**Problem requirements:** Find every line of the listing below where "castle" appears, and copy it.
[Extracted records Boundary: Start]
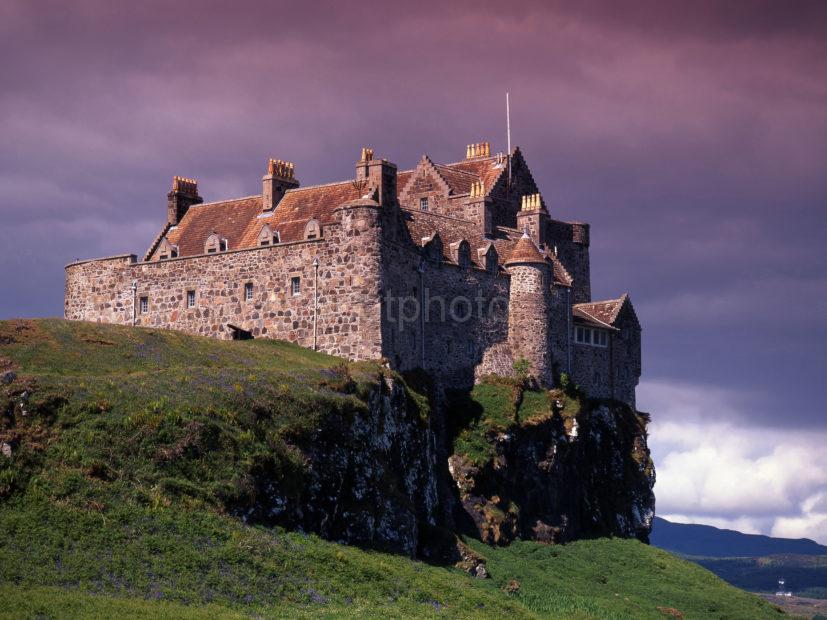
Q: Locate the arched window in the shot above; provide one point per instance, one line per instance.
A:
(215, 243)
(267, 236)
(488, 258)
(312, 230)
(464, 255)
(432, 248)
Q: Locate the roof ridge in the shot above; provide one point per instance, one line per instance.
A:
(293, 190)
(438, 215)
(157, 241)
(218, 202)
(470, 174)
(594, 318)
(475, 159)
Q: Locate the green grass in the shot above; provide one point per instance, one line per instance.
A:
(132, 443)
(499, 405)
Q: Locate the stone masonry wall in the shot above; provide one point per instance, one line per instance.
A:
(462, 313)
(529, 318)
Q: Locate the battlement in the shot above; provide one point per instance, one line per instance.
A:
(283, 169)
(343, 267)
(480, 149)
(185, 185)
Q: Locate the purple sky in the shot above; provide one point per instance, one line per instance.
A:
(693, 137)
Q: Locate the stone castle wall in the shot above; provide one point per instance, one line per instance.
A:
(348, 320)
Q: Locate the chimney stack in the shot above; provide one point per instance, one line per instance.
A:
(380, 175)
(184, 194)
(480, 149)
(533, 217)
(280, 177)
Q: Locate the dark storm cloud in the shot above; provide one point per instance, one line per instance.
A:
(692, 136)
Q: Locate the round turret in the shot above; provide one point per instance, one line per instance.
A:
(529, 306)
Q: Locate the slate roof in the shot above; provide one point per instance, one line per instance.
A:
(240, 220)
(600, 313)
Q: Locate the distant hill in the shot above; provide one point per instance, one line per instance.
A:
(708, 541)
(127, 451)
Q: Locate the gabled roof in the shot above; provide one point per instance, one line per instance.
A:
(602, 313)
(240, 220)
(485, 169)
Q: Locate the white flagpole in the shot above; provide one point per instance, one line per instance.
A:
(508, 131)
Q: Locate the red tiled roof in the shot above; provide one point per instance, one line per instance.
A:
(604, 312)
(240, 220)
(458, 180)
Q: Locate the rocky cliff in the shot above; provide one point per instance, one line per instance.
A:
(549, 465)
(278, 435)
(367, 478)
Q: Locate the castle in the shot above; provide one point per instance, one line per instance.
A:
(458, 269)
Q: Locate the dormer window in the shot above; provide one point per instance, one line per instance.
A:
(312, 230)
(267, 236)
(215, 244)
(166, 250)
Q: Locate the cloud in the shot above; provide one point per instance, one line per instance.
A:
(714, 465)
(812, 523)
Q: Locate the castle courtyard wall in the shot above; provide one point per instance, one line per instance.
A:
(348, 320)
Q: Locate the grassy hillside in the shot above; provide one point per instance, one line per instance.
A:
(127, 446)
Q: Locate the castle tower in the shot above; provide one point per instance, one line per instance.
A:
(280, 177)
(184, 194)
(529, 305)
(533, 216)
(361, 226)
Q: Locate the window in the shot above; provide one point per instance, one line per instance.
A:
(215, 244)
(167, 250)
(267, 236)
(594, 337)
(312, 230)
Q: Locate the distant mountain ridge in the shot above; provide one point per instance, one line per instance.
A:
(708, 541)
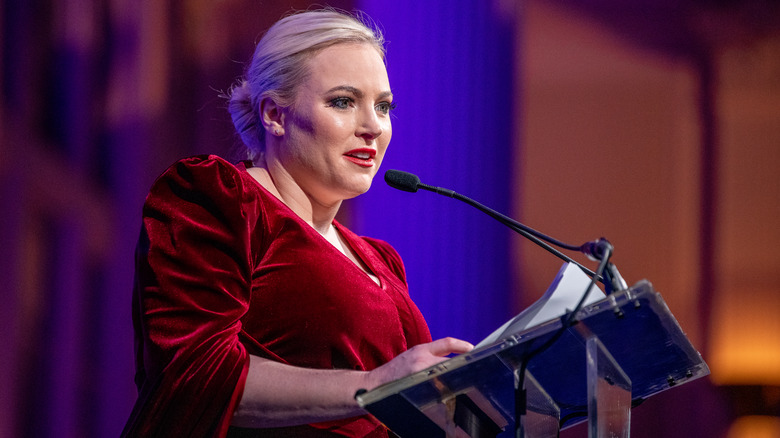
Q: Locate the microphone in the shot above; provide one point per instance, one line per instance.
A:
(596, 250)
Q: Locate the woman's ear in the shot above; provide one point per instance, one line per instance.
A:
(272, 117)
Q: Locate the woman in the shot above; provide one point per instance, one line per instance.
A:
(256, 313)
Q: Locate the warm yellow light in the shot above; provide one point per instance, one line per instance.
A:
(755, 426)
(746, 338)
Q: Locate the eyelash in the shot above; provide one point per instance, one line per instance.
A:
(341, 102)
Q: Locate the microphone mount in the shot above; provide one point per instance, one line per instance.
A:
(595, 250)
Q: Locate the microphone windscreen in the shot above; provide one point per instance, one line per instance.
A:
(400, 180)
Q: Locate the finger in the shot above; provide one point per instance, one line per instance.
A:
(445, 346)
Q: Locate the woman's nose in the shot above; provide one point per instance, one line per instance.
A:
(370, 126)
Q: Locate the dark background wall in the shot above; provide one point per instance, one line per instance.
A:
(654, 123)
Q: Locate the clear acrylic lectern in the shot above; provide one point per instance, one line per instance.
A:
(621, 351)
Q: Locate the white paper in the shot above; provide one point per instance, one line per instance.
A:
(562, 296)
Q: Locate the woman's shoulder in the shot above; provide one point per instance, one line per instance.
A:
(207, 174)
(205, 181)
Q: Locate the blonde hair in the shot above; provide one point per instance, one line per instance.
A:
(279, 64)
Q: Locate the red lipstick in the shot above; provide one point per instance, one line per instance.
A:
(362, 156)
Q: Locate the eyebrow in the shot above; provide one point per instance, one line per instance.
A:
[Extracted records Boundary: End]
**Response to the exercise:**
Q: Locate the stone castle wall in the shot above; provide one point per instance, one line per instance.
Q: Locate the castle in the shot above; provide one point per instance, one line per instance.
Q: Locate the castle courtyard wall in the shot above; provide one point per instance, one line per instance.
Q: Locate the castle tower in the shot above; provide one point per instance, one line per instance.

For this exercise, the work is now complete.